EXERCISE DESCRIPTION
Your task is to transcribe all of the data below exactly, omitting the images.

RECORDS
-- Opening Marker --
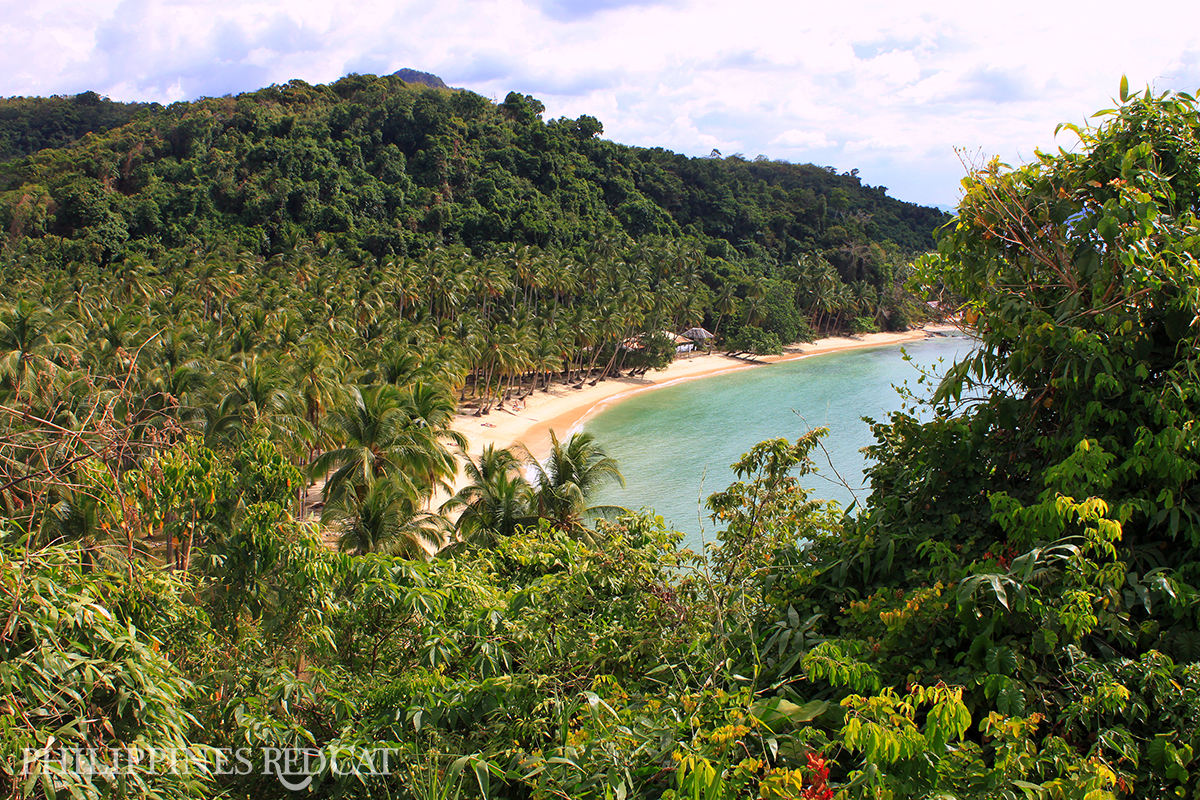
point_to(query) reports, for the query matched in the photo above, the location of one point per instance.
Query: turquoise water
(675, 444)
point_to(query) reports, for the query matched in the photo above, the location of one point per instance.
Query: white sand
(563, 408)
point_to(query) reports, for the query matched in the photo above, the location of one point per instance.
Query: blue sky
(903, 91)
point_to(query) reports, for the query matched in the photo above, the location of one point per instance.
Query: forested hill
(33, 124)
(376, 166)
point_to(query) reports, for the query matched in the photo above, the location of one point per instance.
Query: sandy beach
(563, 408)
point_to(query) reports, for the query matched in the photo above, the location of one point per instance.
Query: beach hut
(700, 336)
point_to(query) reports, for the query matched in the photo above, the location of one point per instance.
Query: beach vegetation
(234, 336)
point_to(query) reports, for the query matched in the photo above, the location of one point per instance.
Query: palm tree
(571, 475)
(390, 433)
(497, 500)
(33, 340)
(385, 518)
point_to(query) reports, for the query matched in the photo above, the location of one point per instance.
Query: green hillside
(385, 168)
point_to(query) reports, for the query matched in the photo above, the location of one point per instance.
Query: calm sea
(675, 444)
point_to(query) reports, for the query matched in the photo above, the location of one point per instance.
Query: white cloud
(803, 139)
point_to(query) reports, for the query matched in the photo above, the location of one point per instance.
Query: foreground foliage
(1012, 613)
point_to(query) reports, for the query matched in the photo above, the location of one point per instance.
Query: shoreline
(563, 409)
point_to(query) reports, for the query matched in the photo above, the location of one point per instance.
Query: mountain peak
(417, 76)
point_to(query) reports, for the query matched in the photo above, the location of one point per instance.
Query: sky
(906, 92)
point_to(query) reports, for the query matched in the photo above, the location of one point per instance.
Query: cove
(675, 444)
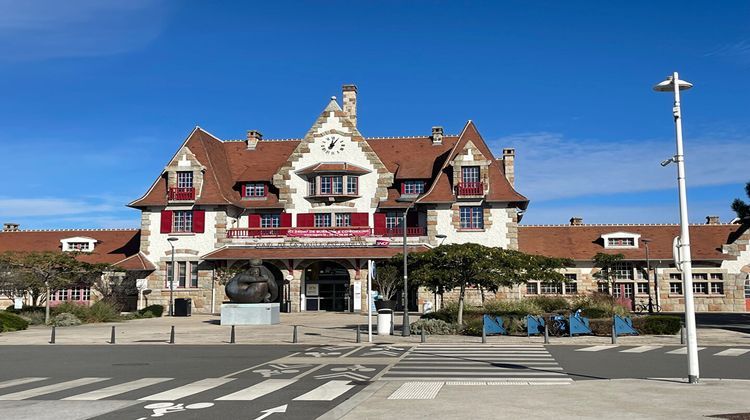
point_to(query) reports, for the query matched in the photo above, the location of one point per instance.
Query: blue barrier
(578, 325)
(624, 326)
(493, 325)
(534, 325)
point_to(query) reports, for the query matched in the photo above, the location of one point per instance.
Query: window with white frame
(471, 217)
(185, 179)
(413, 187)
(182, 221)
(343, 219)
(254, 190)
(323, 220)
(270, 220)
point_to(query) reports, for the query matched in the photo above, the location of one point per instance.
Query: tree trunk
(461, 304)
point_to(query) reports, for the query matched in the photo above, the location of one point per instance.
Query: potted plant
(386, 282)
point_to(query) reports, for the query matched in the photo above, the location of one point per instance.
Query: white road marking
(117, 389)
(187, 390)
(62, 386)
(417, 391)
(326, 392)
(19, 381)
(732, 352)
(258, 390)
(682, 350)
(596, 348)
(640, 349)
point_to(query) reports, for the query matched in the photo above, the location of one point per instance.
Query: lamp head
(668, 85)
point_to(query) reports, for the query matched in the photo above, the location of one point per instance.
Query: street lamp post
(674, 84)
(648, 277)
(171, 281)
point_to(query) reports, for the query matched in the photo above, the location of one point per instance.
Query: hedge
(12, 322)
-- Closing Marker --
RESULT FOR THIS TASK
point_to(query) reports, for the query matched in the photo above, the location of one point per instance.
Query: turquoise water
(675, 444)
point_to(query) reports, for the query matched in the photo above, the location of one point per instance.
Query: white sand
(563, 408)
point_to(query) reports, for the query matched in the photo above, the location of one point per instance.
Query: blue sky
(903, 91)
point_to(query) reports, for the query matched in the photo above, the location of one point per instance.
Query: forested hill
(33, 124)
(376, 166)
point_to(query) reports, for the query matched in the photo above, the location of one point per instance.
Query: sandy beach
(563, 408)
point_to(query) reports, for the query matched in the photo above, the location of one point per instance.
Query: beach hut
(700, 336)
point_to(query) reports, for the query matched in the photo above, the location of one point per instance.
Query: beach vegetation
(234, 336)
point_to(query) reports, for the query matched in the photo above, the location of one point per instance.
Query: palm tree
(571, 475)
(390, 433)
(497, 500)
(33, 340)
(385, 518)
point_to(query) reports, for the query matched in the photo above, the location of one point per instance.
Query: green hillside
(385, 168)
point_to(query) reports, for the query matched in the photo above, the location of one point per instance.
Query: calm sea
(675, 444)
point_to(query) reports, for the query matched in the photo above, the location of one point per instance.
Query: white cloud
(803, 139)
point_to(query) reports, for the query matched in the photo above, the location of one point per instance.
Query: foreground foliage
(1012, 613)
point_to(query) reports, for the query matched in the photo above, the location of one point per instance.
Query: shoreline
(563, 409)
point_to(query) reports, for the query matched in the photo above, the location of one point per instance.
Query: mountain peak
(417, 76)
point_to(query) reports, for the query matched in the photo above, the location of one point per instance.
Query: sky
(906, 92)
point_to(query) reports, for the query matched in the photo above, the location of one point per instance.
Query: cove
(675, 444)
point_to(query) reports, for the query matched in the photo above, the location of one point per instance.
Query: blue barrier
(578, 325)
(624, 326)
(493, 325)
(534, 325)
point_to(query) reports, for the query matched in the photo above, the location of one point per instance.
Query: window with white frame
(471, 217)
(185, 179)
(413, 187)
(182, 221)
(343, 219)
(254, 190)
(323, 220)
(270, 220)
point_to(query) reports, for the query matched in the photo above, the location of one point per instance.
Query: tree trunk
(461, 304)
point_to(query) reports, for the query matched in the photo above, the location of one point per instance.
Query: potted plant
(386, 282)
point_to(query) reports, for the query matched in the photo above, the location of one point per instance.
Query: white road marking
(117, 389)
(187, 390)
(62, 386)
(417, 391)
(326, 392)
(19, 381)
(732, 352)
(258, 390)
(682, 350)
(596, 348)
(640, 349)
point_to(query) reports, for the query matched in the photo above, the location of one point per instance.
Query: lamp head
(668, 85)
point_to(query) reports, for the query matched in the photo above, the location of one point per instance.
Query: street lamp post
(674, 84)
(648, 277)
(171, 281)
point_to(query) reports, for the query matched in the photo above, the location of one point per instance.
Query: hedge
(12, 322)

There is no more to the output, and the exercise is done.